━━━ Textauszug
3. NV: Ein Beteiligter, der im FG-Verfahren durch einen Steuerberater vertreten war, kann mit der Revision die Verletzung der Aufklärungspflicht (§ 76 Abs. 1 FGO) wegen Nichterhebung von Beweisen nicht mit Erfolg rügen, wenn er keine entsprechenden Beweisanträge gestellt und keine besonderen Gründe vorgetragen hat, aus denen solche Beweisanträge unterblieben sind und die Beweiserhebung ohne Antrag sich hätte aufdrängen müssen (vgl. BFH-Urteil vom 25.10.1977 VII R 5/74).
Normenkette
GZT Tarifnr 99.05; UStG 1980 § 12 Abs. 2 Nr. 1 S. 1 Anl 1 Nr. 47; FGO § 76 Abs. 1; ZT 1966 Tarifnr 99.05
Tatbestand
I. Der Kläger und Revisionskläger (Kläger) ließ am 11.März 1981 bei dem Beklagten und Revisionsbeklagten (Hauptzollamt --HZA--) einen von ihm in Belgien für 125 000 DM gekauften gebrauchten PKW Typ Mercedes Benz 300 SL, Baujahr 1955, zum freien Verkehr abfertigen. Das HZA erhob die volle Einfuhrumsatzsteuer (EUSt), weil es das Fahrzeug nicht als ein dem ermäßigten EUSt-Satz unterliegendes Sammlungsstück der Zolltarifnr. 99.05 ansah. Einspruch und Klage blieben ohne Erfolg.
━━━━━━
━━━ Gespeicherte Daten
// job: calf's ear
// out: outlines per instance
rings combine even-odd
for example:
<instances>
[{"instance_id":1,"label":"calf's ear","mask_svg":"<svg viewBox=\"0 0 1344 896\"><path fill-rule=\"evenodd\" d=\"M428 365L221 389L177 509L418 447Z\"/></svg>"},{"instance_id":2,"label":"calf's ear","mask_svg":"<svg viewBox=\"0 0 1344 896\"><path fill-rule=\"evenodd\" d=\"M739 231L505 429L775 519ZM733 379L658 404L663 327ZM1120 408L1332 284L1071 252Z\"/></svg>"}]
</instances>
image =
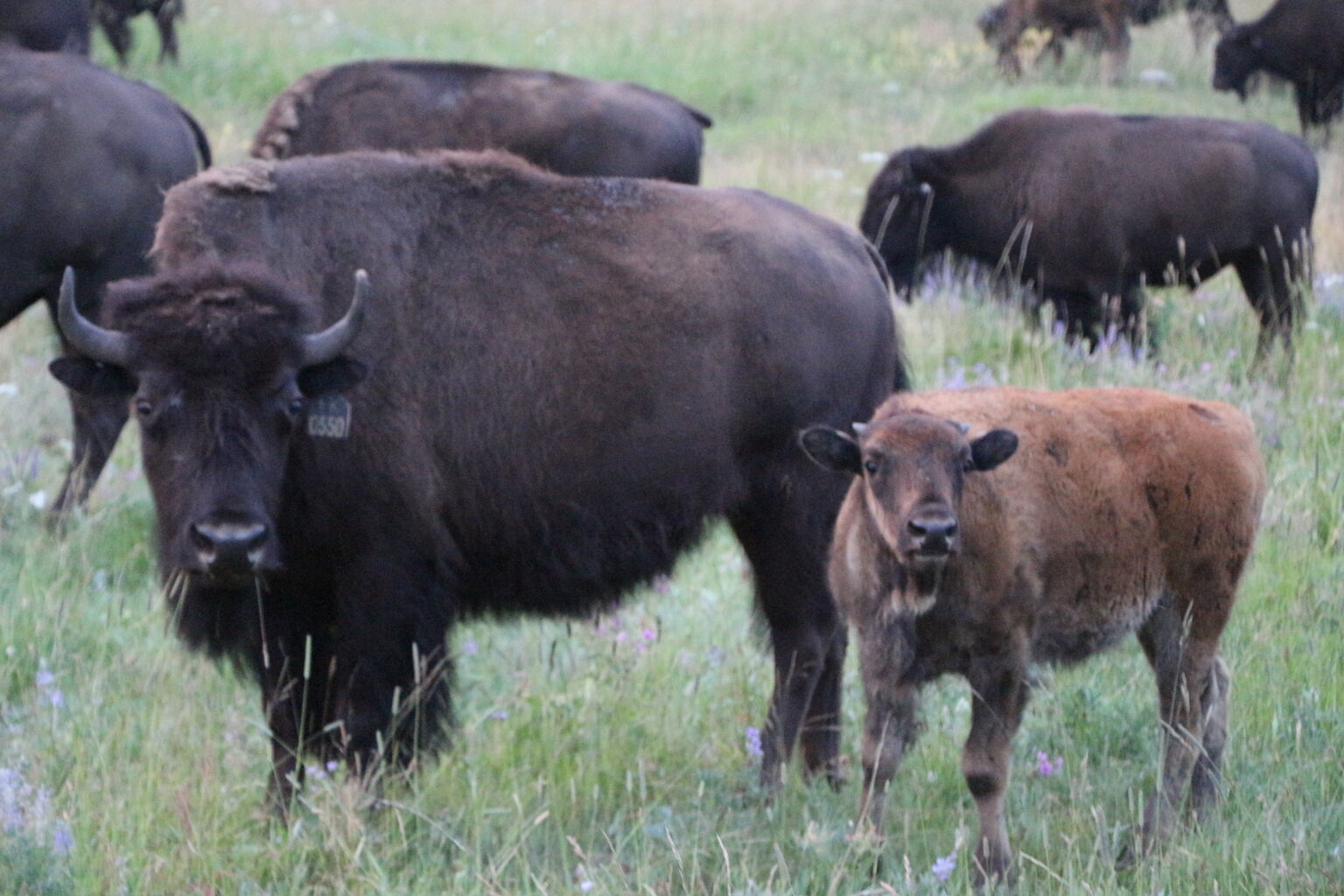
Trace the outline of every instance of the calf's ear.
<instances>
[{"instance_id":1,"label":"calf's ear","mask_svg":"<svg viewBox=\"0 0 1344 896\"><path fill-rule=\"evenodd\" d=\"M809 426L798 434L798 445L808 457L828 470L857 476L863 466L859 443L829 426Z\"/></svg>"},{"instance_id":2,"label":"calf's ear","mask_svg":"<svg viewBox=\"0 0 1344 896\"><path fill-rule=\"evenodd\" d=\"M314 364L298 371L298 391L304 398L320 398L335 392L344 392L353 387L368 368L348 357L337 357L335 361Z\"/></svg>"},{"instance_id":3,"label":"calf's ear","mask_svg":"<svg viewBox=\"0 0 1344 896\"><path fill-rule=\"evenodd\" d=\"M1017 451L1017 434L1012 430L989 430L970 443L970 462L981 473L992 470Z\"/></svg>"},{"instance_id":4,"label":"calf's ear","mask_svg":"<svg viewBox=\"0 0 1344 896\"><path fill-rule=\"evenodd\" d=\"M66 388L85 395L130 395L136 391L136 383L126 371L90 357L58 357L47 364L47 369Z\"/></svg>"}]
</instances>

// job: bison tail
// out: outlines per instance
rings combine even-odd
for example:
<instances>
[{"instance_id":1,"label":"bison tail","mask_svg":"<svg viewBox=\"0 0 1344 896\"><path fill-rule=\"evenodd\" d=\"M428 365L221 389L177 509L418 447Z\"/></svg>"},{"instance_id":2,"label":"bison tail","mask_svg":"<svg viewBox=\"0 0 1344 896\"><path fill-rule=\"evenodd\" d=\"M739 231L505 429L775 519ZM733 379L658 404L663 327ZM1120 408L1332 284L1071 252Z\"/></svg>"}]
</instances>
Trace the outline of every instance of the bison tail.
<instances>
[{"instance_id":1,"label":"bison tail","mask_svg":"<svg viewBox=\"0 0 1344 896\"><path fill-rule=\"evenodd\" d=\"M177 111L180 111L181 117L187 120L187 126L191 128L191 134L196 140L196 152L200 154L200 167L203 169L210 168L214 164L214 159L210 154L210 138L206 137L206 129L202 128L200 122L181 106L177 106Z\"/></svg>"},{"instance_id":2,"label":"bison tail","mask_svg":"<svg viewBox=\"0 0 1344 896\"><path fill-rule=\"evenodd\" d=\"M700 125L702 128L712 128L714 126L714 118L710 118L707 114L704 114L703 111L700 111L695 106L688 106L688 105L685 105L683 102L681 107L685 109L688 113L691 113L691 117L695 118L695 124Z\"/></svg>"}]
</instances>

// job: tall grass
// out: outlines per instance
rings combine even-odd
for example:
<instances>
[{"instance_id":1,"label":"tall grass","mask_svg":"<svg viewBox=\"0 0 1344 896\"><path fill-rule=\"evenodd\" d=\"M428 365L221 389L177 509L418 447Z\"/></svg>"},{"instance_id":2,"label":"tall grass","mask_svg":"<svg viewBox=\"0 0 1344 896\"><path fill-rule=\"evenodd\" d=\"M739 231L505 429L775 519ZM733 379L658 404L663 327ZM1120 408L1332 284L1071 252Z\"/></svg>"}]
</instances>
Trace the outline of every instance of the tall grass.
<instances>
[{"instance_id":1,"label":"tall grass","mask_svg":"<svg viewBox=\"0 0 1344 896\"><path fill-rule=\"evenodd\" d=\"M1290 98L1208 89L1211 52L1180 20L1134 35L1130 82L1098 86L1073 51L997 79L978 0L194 0L183 64L130 73L241 159L270 97L356 56L554 67L668 90L716 118L706 180L857 216L879 154L957 140L1020 105L1212 114L1296 126ZM1235 3L1239 17L1263 3ZM106 62L110 54L99 48ZM1137 78L1171 74L1168 86ZM1157 766L1156 695L1138 650L1047 674L1016 740L1011 829L1023 893L1339 893L1344 889L1344 153L1321 153L1321 285L1279 376L1250 371L1235 279L1159 292L1154 359L1086 356L973 287L900 310L917 382L1141 384L1232 402L1255 419L1271 493L1224 638L1234 672L1227 802L1128 876L1117 849ZM665 587L594 623L472 625L454 635L453 750L387 780L376 811L314 768L285 827L262 810L257 696L165 630L152 506L128 437L63 536L35 506L69 457L34 309L0 332L0 892L9 893L965 893L972 802L958 772L965 685L930 689L926 731L890 797L886 845L847 834L856 787L797 775L766 802L747 728L771 676L750 583L715 529ZM845 754L863 711L851 672ZM1035 758L1063 759L1043 776ZM856 763L855 763L856 764ZM851 768L851 776L856 776ZM872 877L874 850L883 873ZM953 856L949 880L933 873Z\"/></svg>"}]
</instances>

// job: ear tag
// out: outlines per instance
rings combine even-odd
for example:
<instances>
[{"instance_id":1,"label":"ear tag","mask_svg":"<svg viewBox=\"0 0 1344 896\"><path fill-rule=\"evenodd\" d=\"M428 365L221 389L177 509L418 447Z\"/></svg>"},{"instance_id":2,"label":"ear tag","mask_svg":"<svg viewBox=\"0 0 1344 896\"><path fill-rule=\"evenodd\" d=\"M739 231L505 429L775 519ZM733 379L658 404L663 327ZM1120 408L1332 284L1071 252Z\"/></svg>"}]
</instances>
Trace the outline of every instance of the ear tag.
<instances>
[{"instance_id":1,"label":"ear tag","mask_svg":"<svg viewBox=\"0 0 1344 896\"><path fill-rule=\"evenodd\" d=\"M308 434L317 439L349 438L349 402L344 395L324 395L308 406Z\"/></svg>"}]
</instances>

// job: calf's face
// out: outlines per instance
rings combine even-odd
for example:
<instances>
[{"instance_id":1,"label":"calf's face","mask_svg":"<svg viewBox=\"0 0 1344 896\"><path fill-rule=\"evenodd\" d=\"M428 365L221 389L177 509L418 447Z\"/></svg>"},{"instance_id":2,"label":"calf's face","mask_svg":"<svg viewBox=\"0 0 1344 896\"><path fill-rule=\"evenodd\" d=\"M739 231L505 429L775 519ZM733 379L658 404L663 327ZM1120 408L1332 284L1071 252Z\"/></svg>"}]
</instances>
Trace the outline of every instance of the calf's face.
<instances>
[{"instance_id":1,"label":"calf's face","mask_svg":"<svg viewBox=\"0 0 1344 896\"><path fill-rule=\"evenodd\" d=\"M285 316L246 285L218 281L156 282L175 300L146 302L120 332L79 314L67 273L60 328L79 355L51 369L70 388L129 400L165 575L235 587L281 566L276 517L305 402L363 372L340 357L360 321L363 274L358 283L345 318L313 336L289 332ZM145 317L160 324L141 328Z\"/></svg>"},{"instance_id":2,"label":"calf's face","mask_svg":"<svg viewBox=\"0 0 1344 896\"><path fill-rule=\"evenodd\" d=\"M898 590L906 610L922 613L961 549L966 474L1012 457L1017 435L991 430L968 439L965 426L922 411L856 424L855 431L856 438L813 426L801 435L802 449L821 466L857 477L852 488L862 494L863 513L905 578Z\"/></svg>"}]
</instances>

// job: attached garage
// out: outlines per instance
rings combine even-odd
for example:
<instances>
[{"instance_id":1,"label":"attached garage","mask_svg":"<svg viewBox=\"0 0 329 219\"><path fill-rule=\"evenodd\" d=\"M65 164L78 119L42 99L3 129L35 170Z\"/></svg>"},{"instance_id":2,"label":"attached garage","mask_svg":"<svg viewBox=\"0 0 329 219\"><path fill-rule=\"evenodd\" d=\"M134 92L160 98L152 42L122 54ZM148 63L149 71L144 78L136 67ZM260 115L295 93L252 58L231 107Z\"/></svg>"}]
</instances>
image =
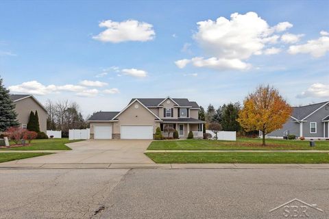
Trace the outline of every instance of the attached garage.
<instances>
[{"instance_id":1,"label":"attached garage","mask_svg":"<svg viewBox=\"0 0 329 219\"><path fill-rule=\"evenodd\" d=\"M121 125L121 139L153 139L151 125Z\"/></svg>"},{"instance_id":2,"label":"attached garage","mask_svg":"<svg viewBox=\"0 0 329 219\"><path fill-rule=\"evenodd\" d=\"M94 127L95 139L112 139L112 126L97 125Z\"/></svg>"}]
</instances>

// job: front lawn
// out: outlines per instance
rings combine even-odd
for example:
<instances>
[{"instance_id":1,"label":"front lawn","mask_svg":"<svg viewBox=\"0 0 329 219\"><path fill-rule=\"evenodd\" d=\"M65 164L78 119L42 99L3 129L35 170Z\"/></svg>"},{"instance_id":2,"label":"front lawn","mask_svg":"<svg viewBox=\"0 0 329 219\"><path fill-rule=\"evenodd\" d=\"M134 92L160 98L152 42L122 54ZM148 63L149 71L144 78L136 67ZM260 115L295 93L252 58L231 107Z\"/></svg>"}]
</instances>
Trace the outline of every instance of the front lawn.
<instances>
[{"instance_id":1,"label":"front lawn","mask_svg":"<svg viewBox=\"0 0 329 219\"><path fill-rule=\"evenodd\" d=\"M308 140L267 139L265 146L260 138L238 138L234 141L202 139L153 141L148 150L329 150L329 141L315 142L309 146Z\"/></svg>"},{"instance_id":2,"label":"front lawn","mask_svg":"<svg viewBox=\"0 0 329 219\"><path fill-rule=\"evenodd\" d=\"M50 155L51 153L0 153L0 163L12 160Z\"/></svg>"},{"instance_id":3,"label":"front lawn","mask_svg":"<svg viewBox=\"0 0 329 219\"><path fill-rule=\"evenodd\" d=\"M32 140L31 145L23 146L15 146L12 148L0 149L0 150L12 151L36 151L36 150L71 150L64 144L81 141L80 140L69 140L69 138L49 138L35 139ZM10 142L10 144L14 142Z\"/></svg>"},{"instance_id":4,"label":"front lawn","mask_svg":"<svg viewBox=\"0 0 329 219\"><path fill-rule=\"evenodd\" d=\"M146 153L157 164L329 164L327 153Z\"/></svg>"}]
</instances>

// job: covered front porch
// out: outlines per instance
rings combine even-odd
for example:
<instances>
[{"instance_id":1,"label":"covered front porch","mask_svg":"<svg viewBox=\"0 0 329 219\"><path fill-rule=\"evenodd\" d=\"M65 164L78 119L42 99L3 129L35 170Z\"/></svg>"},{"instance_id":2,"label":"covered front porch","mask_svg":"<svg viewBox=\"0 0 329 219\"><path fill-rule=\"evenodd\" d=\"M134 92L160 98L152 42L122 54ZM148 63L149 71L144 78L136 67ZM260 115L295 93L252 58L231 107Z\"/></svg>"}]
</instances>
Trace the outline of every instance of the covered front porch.
<instances>
[{"instance_id":1,"label":"covered front porch","mask_svg":"<svg viewBox=\"0 0 329 219\"><path fill-rule=\"evenodd\" d=\"M165 122L160 124L161 131L164 137L173 137L173 132L168 133L168 127L169 129L175 129L178 132L180 138L186 138L188 132L192 131L194 138L203 138L203 123L170 123Z\"/></svg>"}]
</instances>

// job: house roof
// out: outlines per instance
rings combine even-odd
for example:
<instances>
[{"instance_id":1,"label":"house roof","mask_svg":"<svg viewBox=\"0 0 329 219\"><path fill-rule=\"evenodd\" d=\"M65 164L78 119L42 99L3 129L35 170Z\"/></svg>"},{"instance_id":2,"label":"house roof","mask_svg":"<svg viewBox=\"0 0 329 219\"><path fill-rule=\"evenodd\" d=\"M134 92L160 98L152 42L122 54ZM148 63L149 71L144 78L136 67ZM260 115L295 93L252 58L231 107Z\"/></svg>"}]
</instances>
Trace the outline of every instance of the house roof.
<instances>
[{"instance_id":1,"label":"house roof","mask_svg":"<svg viewBox=\"0 0 329 219\"><path fill-rule=\"evenodd\" d=\"M317 109L322 107L326 103L328 103L328 101L300 107L293 107L291 116L297 120L302 120Z\"/></svg>"},{"instance_id":2,"label":"house roof","mask_svg":"<svg viewBox=\"0 0 329 219\"><path fill-rule=\"evenodd\" d=\"M206 123L205 121L202 121L194 118L162 118L163 123Z\"/></svg>"},{"instance_id":3,"label":"house roof","mask_svg":"<svg viewBox=\"0 0 329 219\"><path fill-rule=\"evenodd\" d=\"M10 94L10 97L14 102L20 100L23 98L29 97L32 95L30 94Z\"/></svg>"},{"instance_id":4,"label":"house roof","mask_svg":"<svg viewBox=\"0 0 329 219\"><path fill-rule=\"evenodd\" d=\"M119 112L95 112L88 121L108 121L111 120Z\"/></svg>"},{"instance_id":5,"label":"house roof","mask_svg":"<svg viewBox=\"0 0 329 219\"><path fill-rule=\"evenodd\" d=\"M130 104L136 99L140 101L147 107L158 106L161 102L167 98L134 98L132 99ZM190 101L186 98L172 98L173 101L176 102L180 106L191 107L192 108L199 108L199 105L195 101Z\"/></svg>"}]
</instances>

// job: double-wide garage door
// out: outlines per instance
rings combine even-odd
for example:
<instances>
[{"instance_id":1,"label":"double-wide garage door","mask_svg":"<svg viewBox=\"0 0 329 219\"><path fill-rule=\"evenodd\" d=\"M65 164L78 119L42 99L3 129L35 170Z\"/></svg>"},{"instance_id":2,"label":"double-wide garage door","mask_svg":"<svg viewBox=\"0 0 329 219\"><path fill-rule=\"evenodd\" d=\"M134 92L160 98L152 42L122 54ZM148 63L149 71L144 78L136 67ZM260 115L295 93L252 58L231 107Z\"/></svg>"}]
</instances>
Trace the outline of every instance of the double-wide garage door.
<instances>
[{"instance_id":1,"label":"double-wide garage door","mask_svg":"<svg viewBox=\"0 0 329 219\"><path fill-rule=\"evenodd\" d=\"M121 125L121 139L153 139L151 125Z\"/></svg>"},{"instance_id":2,"label":"double-wide garage door","mask_svg":"<svg viewBox=\"0 0 329 219\"><path fill-rule=\"evenodd\" d=\"M94 129L94 138L112 139L112 126L95 126Z\"/></svg>"}]
</instances>

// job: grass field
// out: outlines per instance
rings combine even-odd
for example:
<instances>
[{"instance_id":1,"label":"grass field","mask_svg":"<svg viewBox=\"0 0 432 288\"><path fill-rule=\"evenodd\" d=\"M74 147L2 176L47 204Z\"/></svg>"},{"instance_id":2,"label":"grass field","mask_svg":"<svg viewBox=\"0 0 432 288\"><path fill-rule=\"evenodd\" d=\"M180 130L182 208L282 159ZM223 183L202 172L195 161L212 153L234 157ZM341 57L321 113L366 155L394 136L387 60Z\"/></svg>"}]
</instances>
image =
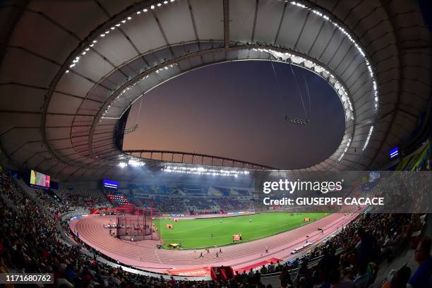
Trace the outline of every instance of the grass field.
<instances>
[{"instance_id":1,"label":"grass field","mask_svg":"<svg viewBox=\"0 0 432 288\"><path fill-rule=\"evenodd\" d=\"M292 230L327 216L329 213L264 213L230 217L155 220L164 247L181 243L184 248L214 247L232 244L233 234L241 234L244 242ZM173 229L167 229L172 224Z\"/></svg>"}]
</instances>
━━━━━━
__Aufgabenstellung__
(1) Zu welchem Preis hat der Kläger laut Textauszug den gebrauchten PKW in Belgien gekauft?
(2) Gib aus dem Textauszug den Abschnitt wortgetreu wieder, der bei den Worten „3. NV: Ein Beteiligter, der“ einsetzt und nach „VII R 5/74).“ endet.

__Lösungen je Aufgabe__
(1) Für 125 000 DM.

(2)
3. NV: Ein Beteiligter, der im FG-Verfahren durch einen Steuerberater vertreten war, kann mit der Revision die Verletzung der Aufklärungspflicht (§ 76 Abs. 1 FGO) wegen Nichterhebung von Beweisen nicht mit Erfolg rügen, wenn er keine entsprechenden Beweisanträge gestellt und keine besonderen Gründe vorgetragen hat, aus denen solche Beweisanträge unterblieben sind und die Beweiserhebung ohne Antrag sich hätte aufdrängen müssen (vgl. BFH-Urteil vom 25.10.1977 VII R 5/74).